▼

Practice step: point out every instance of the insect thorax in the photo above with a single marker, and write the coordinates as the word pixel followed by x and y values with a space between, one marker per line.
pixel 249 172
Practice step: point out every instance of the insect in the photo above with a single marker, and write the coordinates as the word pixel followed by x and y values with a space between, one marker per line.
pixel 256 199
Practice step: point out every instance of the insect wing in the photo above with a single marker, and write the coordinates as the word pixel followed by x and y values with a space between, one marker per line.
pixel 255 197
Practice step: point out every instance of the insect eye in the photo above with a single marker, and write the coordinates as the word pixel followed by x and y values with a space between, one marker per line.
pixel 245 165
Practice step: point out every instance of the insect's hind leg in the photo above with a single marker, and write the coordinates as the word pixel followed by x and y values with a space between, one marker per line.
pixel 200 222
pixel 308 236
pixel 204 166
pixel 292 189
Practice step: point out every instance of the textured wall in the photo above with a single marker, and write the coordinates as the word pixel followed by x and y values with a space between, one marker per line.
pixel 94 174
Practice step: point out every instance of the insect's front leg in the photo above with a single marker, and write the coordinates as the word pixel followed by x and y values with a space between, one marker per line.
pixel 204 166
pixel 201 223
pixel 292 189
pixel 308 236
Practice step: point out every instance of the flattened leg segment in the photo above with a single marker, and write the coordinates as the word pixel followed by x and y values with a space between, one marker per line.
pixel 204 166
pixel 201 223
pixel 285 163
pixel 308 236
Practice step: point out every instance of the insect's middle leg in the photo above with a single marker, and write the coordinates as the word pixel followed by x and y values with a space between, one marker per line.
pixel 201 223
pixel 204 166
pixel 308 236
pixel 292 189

▲

Written request:
Copy out the records word for word, from the very start through the line that contains "pixel 94 174", with that line included.

Output of the exercise:
Practice step: point out every instance of the insect thorax in the photo above with a single marker, and write the coordinates as the word pixel followed by x and y values with a space between, one marker per line.
pixel 249 172
Practice step: point out every instance of the insect in the photo above with a single marker, and write the coordinates as the word pixel followed by x and y values with a space between, one marker per line.
pixel 256 199
Practice step: point out every instance of the insect wing in the photo above with a single marker, and write the coordinates as the word pixel followed by x and y values with a space between, one marker per line.
pixel 255 197
Practice step: point out every instance of the insect eye in the photo above with a single marker, and write the coordinates as the word pixel followed by x and y values with a space between, one marker per line.
pixel 245 165
Practice step: point out every instance of the insect's hind leg in the photo above with a single marker, and write the coordinates as the word pixel followed by x and y values with a space between, one marker per line.
pixel 200 222
pixel 308 236
pixel 204 166
pixel 292 189
Practice step: point out every instance of the textured wall in the photo above with a single marker, and write the coordinates as the word pixel followed by x and y values with a space between, one marker per line.
pixel 94 174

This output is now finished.